> [Written task]:
Copy out every line of the records below that contains the string "hairy". Only matches with the same capitalization count.

-- -- --

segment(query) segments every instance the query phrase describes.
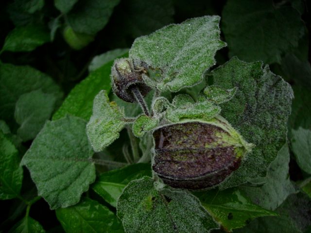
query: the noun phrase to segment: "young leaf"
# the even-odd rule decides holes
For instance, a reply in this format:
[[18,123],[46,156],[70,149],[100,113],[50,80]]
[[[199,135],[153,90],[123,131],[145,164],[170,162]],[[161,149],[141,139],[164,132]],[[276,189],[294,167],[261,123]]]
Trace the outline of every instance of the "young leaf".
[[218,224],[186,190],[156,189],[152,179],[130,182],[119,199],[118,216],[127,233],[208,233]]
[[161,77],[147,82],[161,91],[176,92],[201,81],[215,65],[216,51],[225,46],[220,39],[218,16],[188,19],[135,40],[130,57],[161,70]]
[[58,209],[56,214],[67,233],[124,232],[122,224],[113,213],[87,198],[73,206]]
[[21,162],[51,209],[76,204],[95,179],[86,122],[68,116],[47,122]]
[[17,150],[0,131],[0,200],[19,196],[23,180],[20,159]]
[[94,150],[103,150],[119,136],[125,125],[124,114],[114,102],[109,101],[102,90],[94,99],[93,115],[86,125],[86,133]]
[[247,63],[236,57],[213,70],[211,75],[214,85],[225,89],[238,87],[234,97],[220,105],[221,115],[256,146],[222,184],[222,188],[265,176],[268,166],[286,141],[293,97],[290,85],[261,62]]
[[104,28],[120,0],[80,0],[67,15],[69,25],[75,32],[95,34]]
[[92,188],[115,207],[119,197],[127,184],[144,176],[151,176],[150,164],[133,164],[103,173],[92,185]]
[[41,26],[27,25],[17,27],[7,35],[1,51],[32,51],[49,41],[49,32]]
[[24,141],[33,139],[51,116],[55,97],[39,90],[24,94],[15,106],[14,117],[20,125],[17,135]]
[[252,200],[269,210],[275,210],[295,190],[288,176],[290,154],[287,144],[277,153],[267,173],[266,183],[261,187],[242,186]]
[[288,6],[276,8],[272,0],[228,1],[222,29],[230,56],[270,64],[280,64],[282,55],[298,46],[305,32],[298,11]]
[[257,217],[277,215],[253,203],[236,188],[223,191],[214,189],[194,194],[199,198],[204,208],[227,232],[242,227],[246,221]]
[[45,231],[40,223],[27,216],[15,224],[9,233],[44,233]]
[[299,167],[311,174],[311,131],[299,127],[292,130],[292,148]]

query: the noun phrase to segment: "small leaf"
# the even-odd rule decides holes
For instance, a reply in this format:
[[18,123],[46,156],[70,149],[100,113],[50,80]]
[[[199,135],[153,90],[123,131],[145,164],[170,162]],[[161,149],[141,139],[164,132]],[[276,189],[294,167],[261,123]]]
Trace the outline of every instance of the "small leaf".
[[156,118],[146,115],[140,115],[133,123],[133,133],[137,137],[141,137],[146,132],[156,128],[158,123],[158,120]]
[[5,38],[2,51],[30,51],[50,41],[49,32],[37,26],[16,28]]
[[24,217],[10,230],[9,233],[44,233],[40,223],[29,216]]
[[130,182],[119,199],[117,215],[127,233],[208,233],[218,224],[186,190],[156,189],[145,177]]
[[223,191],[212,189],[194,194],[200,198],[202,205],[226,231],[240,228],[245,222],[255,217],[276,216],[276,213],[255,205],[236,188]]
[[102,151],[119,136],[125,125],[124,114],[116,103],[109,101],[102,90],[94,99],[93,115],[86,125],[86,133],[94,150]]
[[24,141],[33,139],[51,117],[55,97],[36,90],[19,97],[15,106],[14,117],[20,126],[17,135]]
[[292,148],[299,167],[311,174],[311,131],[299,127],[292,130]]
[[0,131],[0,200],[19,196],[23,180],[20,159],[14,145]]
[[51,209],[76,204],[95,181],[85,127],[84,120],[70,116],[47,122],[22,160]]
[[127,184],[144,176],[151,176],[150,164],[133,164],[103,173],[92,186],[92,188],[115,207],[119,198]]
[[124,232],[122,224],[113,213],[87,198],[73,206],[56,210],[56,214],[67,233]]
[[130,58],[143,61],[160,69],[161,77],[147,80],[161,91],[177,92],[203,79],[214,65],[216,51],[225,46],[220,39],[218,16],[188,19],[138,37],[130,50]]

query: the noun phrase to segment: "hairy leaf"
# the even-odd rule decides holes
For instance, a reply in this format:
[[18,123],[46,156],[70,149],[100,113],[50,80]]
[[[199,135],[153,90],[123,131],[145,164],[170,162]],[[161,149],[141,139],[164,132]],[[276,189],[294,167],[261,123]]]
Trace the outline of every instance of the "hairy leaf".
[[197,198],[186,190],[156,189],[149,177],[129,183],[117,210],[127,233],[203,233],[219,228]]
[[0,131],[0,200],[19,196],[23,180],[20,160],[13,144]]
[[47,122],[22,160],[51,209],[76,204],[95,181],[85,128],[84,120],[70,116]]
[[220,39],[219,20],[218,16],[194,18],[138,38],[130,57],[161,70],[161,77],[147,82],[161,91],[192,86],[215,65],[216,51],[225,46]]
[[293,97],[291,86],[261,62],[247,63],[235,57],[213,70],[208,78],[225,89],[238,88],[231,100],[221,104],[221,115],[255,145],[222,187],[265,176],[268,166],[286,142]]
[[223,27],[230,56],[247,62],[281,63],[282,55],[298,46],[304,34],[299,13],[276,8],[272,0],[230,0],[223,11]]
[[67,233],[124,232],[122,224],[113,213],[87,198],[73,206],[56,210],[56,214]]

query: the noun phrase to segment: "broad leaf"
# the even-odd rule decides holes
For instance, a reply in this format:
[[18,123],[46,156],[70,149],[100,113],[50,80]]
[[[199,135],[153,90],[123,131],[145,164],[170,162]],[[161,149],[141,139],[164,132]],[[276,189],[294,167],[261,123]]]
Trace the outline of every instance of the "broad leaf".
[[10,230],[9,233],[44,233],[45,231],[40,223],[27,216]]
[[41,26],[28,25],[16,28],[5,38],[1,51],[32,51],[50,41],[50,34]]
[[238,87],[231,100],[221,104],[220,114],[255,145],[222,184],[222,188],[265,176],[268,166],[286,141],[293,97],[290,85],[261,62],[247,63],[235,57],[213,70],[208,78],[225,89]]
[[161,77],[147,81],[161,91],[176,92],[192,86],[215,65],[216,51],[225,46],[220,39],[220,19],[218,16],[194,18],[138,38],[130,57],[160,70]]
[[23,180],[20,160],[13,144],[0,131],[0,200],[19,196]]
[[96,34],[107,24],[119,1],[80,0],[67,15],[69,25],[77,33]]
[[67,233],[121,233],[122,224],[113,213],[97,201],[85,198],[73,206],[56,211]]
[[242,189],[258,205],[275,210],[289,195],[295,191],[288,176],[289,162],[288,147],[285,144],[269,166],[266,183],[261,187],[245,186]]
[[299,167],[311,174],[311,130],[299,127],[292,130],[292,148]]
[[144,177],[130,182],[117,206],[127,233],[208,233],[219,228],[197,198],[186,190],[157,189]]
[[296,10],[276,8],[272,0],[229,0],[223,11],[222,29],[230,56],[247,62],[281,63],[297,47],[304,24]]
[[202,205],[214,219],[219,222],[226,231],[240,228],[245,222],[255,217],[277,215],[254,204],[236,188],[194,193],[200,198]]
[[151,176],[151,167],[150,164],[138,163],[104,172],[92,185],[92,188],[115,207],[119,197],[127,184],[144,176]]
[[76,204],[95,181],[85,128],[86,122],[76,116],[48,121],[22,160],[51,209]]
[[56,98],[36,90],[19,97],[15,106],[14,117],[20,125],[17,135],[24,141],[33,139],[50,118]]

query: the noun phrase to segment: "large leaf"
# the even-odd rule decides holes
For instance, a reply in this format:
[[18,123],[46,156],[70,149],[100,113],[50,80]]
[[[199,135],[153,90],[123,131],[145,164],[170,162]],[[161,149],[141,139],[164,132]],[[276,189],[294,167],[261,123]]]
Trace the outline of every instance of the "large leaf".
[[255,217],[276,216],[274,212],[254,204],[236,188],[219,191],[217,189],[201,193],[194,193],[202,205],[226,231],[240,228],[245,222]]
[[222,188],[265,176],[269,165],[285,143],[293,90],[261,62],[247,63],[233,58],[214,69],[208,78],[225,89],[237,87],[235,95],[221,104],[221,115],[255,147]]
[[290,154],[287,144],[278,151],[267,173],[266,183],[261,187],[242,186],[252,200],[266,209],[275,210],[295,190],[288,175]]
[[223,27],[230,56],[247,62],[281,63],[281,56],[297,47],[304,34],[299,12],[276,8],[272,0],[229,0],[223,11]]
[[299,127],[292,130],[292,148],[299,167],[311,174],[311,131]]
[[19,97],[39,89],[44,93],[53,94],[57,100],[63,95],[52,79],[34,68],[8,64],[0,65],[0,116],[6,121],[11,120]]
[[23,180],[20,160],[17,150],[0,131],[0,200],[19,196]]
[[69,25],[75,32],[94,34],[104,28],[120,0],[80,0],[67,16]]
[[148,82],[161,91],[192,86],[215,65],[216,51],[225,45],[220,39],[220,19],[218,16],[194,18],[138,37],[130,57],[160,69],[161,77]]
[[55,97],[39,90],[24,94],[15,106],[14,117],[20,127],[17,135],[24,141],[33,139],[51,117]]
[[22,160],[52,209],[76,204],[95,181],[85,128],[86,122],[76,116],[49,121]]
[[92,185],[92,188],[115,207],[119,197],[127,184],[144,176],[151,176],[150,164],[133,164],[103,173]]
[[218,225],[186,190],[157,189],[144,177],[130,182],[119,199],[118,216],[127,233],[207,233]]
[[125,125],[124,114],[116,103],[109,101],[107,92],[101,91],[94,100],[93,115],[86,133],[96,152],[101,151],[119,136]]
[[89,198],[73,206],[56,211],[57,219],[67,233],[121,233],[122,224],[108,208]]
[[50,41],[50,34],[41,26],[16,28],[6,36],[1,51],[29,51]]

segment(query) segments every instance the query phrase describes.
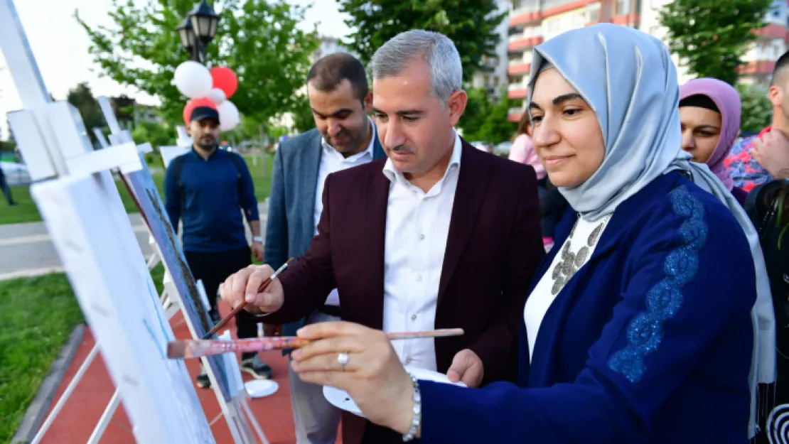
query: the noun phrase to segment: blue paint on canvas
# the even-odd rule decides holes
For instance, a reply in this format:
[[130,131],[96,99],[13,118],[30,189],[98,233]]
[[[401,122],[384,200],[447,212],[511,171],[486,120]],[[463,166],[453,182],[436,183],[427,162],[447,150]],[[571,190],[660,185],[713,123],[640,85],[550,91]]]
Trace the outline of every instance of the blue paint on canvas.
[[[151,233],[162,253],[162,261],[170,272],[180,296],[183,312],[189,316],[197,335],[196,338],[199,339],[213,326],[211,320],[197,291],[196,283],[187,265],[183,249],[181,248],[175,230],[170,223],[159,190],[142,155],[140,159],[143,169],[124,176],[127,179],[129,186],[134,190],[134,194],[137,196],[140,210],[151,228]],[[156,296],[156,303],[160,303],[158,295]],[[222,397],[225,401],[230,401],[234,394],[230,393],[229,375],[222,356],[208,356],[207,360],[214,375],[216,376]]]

-- -- --

> [The output]:
query: the noun phrase to segment: "hairy leaf"
Trace the outline of every instance of the "hairy leaf".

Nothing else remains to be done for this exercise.